A block of data:
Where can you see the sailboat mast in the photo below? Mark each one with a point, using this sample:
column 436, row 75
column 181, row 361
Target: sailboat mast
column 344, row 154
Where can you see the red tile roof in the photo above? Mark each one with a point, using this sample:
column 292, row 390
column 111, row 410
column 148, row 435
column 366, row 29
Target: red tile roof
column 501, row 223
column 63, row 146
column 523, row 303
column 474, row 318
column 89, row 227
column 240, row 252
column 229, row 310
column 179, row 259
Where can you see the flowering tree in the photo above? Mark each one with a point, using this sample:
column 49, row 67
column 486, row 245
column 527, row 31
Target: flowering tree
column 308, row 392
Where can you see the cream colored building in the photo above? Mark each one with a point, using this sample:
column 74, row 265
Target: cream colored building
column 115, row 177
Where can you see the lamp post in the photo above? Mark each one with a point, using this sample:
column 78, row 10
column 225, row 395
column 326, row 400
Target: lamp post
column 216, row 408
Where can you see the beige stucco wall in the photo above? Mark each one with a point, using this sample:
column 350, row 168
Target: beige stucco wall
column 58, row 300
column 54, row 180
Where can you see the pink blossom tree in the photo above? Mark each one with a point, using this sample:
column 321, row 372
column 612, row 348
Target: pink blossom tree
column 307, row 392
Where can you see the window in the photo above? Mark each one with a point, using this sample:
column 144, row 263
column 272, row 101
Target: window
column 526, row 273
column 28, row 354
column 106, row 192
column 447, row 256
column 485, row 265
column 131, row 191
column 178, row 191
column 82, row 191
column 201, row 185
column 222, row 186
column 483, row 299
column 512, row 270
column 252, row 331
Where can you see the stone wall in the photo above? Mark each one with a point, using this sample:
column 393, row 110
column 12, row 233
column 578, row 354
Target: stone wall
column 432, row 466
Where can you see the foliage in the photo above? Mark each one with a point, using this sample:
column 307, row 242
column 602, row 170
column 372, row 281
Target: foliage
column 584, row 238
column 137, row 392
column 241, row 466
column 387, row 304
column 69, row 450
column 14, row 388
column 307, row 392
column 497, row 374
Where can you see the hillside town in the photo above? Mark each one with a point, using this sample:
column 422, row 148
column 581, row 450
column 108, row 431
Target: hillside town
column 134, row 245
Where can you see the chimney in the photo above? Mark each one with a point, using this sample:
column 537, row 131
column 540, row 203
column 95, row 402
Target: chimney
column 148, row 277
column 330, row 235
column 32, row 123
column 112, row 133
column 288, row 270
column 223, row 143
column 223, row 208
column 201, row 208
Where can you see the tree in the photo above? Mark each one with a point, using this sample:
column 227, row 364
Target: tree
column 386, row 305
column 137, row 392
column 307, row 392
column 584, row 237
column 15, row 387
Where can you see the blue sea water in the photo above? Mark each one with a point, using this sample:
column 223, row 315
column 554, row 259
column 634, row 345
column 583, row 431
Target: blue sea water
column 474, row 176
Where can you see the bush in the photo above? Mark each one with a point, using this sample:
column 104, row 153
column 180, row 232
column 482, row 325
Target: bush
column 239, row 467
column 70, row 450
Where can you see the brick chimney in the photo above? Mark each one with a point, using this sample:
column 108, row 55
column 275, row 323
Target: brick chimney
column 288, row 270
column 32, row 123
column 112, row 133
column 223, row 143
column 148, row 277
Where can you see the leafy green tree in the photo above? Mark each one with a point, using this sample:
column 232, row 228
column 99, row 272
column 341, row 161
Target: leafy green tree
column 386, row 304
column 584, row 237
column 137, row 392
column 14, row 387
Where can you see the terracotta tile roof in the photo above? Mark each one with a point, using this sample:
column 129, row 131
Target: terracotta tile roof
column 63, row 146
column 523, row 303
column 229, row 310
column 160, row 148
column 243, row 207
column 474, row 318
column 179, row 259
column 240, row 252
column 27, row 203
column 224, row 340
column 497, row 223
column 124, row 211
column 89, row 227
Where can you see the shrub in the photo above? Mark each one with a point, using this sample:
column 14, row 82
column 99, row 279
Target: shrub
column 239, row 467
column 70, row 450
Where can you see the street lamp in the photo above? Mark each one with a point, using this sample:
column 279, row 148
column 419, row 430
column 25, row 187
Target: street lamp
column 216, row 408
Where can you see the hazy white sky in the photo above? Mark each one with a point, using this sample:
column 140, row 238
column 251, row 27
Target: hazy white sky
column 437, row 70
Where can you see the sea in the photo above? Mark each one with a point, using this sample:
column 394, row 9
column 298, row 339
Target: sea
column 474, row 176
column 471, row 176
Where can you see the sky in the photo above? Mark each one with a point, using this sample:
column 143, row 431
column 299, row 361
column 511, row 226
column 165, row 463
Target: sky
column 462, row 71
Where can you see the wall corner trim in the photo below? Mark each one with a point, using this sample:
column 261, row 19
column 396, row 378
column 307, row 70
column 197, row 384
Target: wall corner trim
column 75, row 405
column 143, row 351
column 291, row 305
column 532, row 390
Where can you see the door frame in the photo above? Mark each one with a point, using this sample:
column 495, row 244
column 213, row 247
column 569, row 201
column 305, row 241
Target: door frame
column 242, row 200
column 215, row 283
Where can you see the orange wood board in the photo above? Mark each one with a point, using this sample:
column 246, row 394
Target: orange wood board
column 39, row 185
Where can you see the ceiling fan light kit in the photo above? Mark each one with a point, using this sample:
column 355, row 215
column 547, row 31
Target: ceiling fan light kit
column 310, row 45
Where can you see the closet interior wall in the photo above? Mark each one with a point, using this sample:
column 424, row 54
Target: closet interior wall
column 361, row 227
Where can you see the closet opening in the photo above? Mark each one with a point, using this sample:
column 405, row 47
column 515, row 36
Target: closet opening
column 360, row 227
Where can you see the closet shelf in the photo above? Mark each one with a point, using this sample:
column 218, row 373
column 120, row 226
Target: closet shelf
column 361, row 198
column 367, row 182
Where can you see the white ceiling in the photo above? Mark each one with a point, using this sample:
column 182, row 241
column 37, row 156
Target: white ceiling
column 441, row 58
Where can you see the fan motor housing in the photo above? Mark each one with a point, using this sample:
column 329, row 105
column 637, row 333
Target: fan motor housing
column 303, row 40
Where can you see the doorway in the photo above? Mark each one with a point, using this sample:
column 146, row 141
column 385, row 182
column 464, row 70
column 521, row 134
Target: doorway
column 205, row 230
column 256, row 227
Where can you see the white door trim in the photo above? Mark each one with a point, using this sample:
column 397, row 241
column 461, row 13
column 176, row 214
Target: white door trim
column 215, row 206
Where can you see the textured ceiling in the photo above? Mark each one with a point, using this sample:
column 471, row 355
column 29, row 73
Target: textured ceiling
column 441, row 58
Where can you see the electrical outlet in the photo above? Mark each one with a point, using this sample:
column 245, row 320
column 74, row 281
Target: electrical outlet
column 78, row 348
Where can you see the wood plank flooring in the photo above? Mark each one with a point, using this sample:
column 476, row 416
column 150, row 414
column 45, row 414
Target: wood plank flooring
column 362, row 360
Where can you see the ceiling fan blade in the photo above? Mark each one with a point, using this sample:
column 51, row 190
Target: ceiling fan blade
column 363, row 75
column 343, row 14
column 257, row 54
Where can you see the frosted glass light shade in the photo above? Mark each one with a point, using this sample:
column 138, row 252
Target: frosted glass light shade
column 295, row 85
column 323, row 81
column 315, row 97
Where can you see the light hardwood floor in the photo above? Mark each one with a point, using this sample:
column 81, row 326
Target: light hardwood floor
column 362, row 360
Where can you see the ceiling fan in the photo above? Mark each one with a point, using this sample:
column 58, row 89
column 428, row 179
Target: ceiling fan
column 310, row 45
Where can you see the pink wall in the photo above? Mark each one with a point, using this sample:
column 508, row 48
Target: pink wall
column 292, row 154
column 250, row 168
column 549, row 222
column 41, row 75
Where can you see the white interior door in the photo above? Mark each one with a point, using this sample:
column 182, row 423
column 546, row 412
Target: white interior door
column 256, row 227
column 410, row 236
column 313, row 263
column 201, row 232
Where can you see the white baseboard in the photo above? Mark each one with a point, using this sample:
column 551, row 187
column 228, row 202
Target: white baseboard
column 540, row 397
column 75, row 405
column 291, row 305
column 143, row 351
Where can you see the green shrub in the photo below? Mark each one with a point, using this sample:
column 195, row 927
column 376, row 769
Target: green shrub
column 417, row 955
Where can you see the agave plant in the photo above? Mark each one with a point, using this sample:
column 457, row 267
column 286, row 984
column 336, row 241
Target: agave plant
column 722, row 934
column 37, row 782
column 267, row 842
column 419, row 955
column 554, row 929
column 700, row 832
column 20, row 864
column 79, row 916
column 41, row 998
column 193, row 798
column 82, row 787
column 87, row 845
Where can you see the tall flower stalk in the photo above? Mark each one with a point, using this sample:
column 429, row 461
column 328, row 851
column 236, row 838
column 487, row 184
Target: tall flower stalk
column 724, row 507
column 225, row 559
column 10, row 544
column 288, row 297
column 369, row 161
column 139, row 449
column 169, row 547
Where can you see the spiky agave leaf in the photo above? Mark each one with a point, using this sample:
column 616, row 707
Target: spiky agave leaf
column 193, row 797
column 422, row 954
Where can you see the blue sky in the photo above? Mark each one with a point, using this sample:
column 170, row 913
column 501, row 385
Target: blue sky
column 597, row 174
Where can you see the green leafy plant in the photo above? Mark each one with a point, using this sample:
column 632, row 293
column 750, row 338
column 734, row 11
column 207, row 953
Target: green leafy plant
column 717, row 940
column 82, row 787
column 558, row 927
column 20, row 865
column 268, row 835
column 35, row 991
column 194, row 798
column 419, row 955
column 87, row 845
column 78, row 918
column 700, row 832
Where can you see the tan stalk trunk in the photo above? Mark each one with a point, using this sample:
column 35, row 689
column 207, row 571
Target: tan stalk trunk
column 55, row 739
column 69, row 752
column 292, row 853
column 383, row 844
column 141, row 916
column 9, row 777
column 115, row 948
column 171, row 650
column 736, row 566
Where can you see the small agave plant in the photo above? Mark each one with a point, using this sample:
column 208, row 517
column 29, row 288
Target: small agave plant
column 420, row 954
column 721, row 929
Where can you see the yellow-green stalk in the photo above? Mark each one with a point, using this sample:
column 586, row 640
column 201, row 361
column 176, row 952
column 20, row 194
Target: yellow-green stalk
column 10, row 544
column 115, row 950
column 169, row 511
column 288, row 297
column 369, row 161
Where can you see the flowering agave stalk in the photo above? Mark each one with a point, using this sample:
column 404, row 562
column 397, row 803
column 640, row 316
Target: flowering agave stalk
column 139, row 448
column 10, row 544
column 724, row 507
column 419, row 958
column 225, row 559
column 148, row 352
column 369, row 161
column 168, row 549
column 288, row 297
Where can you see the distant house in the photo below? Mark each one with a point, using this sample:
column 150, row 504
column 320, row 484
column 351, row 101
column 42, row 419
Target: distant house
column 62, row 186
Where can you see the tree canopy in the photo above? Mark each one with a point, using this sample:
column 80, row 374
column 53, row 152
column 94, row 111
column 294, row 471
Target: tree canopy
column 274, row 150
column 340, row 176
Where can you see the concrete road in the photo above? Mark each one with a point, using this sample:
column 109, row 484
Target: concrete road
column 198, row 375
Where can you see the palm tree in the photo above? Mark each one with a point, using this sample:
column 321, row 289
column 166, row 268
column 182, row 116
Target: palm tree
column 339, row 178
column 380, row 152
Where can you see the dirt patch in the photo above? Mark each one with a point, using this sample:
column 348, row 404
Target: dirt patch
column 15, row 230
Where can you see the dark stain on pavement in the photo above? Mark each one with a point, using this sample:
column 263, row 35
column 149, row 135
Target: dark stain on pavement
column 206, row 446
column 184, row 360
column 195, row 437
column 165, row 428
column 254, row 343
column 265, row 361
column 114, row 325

Stated task: Print the listing above from its first line through the line containing "column 432, row 466", inclusive, copying every line without change.

The answer:
Where can you see the sailboat mast in the photo below? Mark each one with a point, using this sample:
column 436, row 75
column 181, row 361
Target: sailboat mast
column 344, row 154
Where can you see the red tile roof in the photo above? Mark each one with a point, using this sample:
column 292, row 390
column 111, row 410
column 148, row 435
column 366, row 29
Target: red tile roof
column 501, row 223
column 63, row 146
column 523, row 303
column 474, row 318
column 89, row 227
column 240, row 252
column 229, row 310
column 179, row 259
Where can you see the flowering tree in the photo above? Mark each one with a point, using this sample:
column 49, row 67
column 486, row 245
column 527, row 31
Target: flowering tree
column 308, row 392
Where can you see the cream colored building in the photo above? Mark each one with a point, using this sample:
column 74, row 265
Target: cream colored building
column 115, row 177
Where can you see the lamp post in the photo above? Mark each one with a point, using this sample:
column 78, row 10
column 225, row 395
column 326, row 400
Target: lamp post
column 216, row 408
Where can you see the beige stucco wall in the photo above? Mark each one with a point, using this sample:
column 350, row 168
Target: beige stucco wall
column 58, row 300
column 54, row 180
Where can you see the pink blossom tree in the photo above? Mark each one with a point, using this sample:
column 321, row 372
column 612, row 348
Target: pink blossom tree
column 307, row 392
Where can you see the window in the photo above? Mark each one with a point, using this sample:
column 144, row 263
column 272, row 101
Target: window
column 526, row 273
column 28, row 354
column 106, row 192
column 447, row 256
column 485, row 265
column 131, row 191
column 178, row 191
column 82, row 191
column 201, row 185
column 222, row 186
column 483, row 299
column 512, row 270
column 252, row 331
Where can you see the stone wall in the photo above? Mark each one with a point, using this sample:
column 393, row 110
column 12, row 233
column 578, row 354
Target: stone wall
column 432, row 466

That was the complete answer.